▶ [ABOUT THIS TASK]: From the records below, extract only the lines running from the line with "Segment out person in" to the line with "Segment out tall tree from the image above.", both lines included, reproducing them exactly.

▶ [DATASET EXTRACT]:
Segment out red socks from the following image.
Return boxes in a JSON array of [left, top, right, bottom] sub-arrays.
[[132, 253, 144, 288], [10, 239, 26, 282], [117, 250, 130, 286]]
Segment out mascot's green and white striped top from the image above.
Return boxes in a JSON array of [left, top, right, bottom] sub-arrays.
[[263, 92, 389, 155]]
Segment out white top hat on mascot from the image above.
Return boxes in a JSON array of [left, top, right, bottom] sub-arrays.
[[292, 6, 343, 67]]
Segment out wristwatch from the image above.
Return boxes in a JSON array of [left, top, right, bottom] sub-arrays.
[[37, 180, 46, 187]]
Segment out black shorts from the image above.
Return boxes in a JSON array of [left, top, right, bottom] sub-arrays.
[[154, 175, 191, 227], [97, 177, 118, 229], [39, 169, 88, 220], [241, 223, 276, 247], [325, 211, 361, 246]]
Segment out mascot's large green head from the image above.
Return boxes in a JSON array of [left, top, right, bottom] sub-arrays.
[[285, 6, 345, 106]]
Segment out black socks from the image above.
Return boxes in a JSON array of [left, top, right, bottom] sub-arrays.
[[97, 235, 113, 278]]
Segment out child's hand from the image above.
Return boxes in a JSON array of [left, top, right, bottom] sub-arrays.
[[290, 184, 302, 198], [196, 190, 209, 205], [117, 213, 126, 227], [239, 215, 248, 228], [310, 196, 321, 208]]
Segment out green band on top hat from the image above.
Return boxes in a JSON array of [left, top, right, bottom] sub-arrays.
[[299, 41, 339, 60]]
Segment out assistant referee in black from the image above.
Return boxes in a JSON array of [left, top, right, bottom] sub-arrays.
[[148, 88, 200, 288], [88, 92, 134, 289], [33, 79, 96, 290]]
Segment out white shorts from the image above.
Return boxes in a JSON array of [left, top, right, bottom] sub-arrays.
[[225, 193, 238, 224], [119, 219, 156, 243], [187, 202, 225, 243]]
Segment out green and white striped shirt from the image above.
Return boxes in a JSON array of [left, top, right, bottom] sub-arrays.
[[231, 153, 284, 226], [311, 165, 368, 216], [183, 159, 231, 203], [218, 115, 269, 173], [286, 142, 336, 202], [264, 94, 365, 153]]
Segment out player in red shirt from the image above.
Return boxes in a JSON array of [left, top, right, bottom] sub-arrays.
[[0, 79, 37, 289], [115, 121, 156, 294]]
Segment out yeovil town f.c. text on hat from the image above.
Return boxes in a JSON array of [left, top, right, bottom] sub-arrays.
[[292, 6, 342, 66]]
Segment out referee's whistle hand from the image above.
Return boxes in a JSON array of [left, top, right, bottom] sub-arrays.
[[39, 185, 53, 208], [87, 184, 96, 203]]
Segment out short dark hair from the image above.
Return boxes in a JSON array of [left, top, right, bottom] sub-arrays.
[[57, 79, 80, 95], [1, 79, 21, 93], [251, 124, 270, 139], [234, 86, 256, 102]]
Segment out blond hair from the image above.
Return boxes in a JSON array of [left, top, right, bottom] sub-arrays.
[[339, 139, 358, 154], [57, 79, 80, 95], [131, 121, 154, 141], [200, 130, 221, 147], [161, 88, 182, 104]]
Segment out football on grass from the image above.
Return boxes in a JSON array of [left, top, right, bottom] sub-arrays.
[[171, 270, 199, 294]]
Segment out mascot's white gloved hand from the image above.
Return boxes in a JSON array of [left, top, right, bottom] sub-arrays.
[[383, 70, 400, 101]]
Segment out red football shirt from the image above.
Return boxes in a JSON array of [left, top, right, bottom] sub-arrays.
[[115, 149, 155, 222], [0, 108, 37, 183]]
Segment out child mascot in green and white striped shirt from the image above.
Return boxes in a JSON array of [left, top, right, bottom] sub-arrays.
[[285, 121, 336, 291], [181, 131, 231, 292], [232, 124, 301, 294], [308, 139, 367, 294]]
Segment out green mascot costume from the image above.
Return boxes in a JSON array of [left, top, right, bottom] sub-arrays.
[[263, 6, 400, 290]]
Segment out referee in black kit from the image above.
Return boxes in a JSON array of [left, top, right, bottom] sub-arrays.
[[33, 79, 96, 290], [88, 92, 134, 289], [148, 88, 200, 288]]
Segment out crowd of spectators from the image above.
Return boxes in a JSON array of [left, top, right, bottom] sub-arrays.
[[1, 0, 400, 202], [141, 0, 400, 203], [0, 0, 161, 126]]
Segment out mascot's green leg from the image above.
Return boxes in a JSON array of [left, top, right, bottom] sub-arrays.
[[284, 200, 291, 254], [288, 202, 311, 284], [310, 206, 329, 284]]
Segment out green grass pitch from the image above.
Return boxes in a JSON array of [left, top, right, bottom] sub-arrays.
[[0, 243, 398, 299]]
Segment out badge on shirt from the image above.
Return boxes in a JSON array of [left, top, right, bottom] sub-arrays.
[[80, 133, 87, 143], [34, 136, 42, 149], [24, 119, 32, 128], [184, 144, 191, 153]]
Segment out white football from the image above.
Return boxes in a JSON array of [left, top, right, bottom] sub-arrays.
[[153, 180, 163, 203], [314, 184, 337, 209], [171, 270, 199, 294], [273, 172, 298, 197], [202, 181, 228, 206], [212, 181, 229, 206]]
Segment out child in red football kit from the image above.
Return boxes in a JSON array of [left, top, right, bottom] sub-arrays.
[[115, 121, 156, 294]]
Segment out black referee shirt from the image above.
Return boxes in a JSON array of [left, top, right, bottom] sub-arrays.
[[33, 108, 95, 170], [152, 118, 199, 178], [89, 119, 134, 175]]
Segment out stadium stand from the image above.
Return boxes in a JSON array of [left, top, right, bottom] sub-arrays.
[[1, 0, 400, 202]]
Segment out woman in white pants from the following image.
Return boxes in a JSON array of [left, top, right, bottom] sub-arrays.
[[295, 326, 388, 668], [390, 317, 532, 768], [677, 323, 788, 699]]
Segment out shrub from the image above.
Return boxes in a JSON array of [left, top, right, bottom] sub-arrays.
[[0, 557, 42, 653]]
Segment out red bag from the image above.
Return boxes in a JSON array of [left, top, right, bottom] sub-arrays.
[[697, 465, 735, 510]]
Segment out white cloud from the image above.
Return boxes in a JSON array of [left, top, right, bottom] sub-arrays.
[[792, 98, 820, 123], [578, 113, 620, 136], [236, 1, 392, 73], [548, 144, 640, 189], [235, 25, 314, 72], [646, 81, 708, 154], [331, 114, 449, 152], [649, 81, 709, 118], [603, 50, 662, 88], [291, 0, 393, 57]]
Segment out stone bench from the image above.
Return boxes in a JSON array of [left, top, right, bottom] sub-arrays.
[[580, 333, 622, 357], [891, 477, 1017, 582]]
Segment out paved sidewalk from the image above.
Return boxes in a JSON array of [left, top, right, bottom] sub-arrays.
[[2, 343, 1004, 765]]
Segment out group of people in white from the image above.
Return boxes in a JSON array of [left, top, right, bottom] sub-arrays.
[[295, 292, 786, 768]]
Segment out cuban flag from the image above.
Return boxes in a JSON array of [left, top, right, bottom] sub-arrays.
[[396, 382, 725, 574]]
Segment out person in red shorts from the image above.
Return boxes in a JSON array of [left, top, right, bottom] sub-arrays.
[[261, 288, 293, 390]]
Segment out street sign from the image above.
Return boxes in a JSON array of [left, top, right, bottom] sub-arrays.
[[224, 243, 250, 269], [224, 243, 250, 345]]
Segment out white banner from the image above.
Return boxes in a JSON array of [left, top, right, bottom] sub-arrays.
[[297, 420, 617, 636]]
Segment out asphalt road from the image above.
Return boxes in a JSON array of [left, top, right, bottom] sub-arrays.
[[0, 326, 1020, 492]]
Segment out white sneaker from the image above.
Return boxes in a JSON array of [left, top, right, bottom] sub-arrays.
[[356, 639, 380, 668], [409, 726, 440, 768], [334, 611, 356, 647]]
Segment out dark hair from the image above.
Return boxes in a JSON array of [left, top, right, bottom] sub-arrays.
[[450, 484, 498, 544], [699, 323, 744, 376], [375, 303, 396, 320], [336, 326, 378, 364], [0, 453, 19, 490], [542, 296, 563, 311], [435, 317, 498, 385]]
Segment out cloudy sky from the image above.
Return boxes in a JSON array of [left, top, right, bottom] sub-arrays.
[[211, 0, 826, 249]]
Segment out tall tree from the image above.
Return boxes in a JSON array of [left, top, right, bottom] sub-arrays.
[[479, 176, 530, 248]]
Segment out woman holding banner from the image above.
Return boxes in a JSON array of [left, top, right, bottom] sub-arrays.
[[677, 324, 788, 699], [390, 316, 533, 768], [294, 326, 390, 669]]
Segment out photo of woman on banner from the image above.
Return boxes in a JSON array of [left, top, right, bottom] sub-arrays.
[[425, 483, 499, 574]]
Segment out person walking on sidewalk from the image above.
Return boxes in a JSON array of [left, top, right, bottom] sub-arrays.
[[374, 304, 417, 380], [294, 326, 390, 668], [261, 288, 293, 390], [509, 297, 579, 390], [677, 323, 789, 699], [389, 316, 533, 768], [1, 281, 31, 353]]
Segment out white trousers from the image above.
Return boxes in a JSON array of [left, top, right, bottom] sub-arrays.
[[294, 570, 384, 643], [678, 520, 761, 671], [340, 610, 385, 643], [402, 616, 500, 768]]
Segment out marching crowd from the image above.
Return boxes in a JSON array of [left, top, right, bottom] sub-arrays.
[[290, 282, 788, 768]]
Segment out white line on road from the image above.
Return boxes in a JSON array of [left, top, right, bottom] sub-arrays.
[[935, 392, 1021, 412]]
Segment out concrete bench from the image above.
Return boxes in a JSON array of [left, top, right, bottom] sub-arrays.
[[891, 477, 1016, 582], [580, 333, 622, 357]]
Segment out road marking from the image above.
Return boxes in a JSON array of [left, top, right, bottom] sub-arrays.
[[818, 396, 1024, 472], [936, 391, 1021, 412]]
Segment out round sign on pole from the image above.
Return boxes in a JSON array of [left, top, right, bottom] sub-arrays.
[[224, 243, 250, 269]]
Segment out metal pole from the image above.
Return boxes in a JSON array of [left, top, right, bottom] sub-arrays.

▶ [ANSWER SPACE]:
Segment out person in red shorts from the image above.
Return boxes in a JSON array of [left, top, right, bottom] sub-arrays.
[[261, 288, 293, 390]]
Segment out street sign from the image above.
Return boxes in a JSON array of [left, top, right, bottom] sub-arrays.
[[224, 243, 250, 269], [224, 243, 250, 345]]
Segment out white banner from the image above.
Return boxes in a JSON array of [left, top, right, bottom] sub-arrays.
[[297, 420, 617, 636]]
Segment out asphalt road from the image above.
Return boxes in a JSON array of [left, top, right, bottom] sub-arrays.
[[0, 326, 1020, 492]]
Segment out white sneaker from the image above.
Return boxes in a JSON array of [left, top, right, bottom] sub-arrays.
[[356, 639, 380, 668], [409, 726, 440, 768], [334, 611, 356, 647]]
Segment out dark hair from the image above.
Return boxes in a JSON array of [left, top, right, bottom] sub-arrays.
[[450, 484, 498, 544], [699, 323, 744, 376], [375, 303, 396, 320], [336, 326, 378, 364], [0, 453, 19, 490], [542, 296, 563, 311], [435, 317, 498, 385]]
Segment out cloudy sky from the image above.
Return boxes in a JSON array of [left, top, right, bottom] sub-arrays.
[[211, 0, 826, 249]]
Segment out tall tree from the image above.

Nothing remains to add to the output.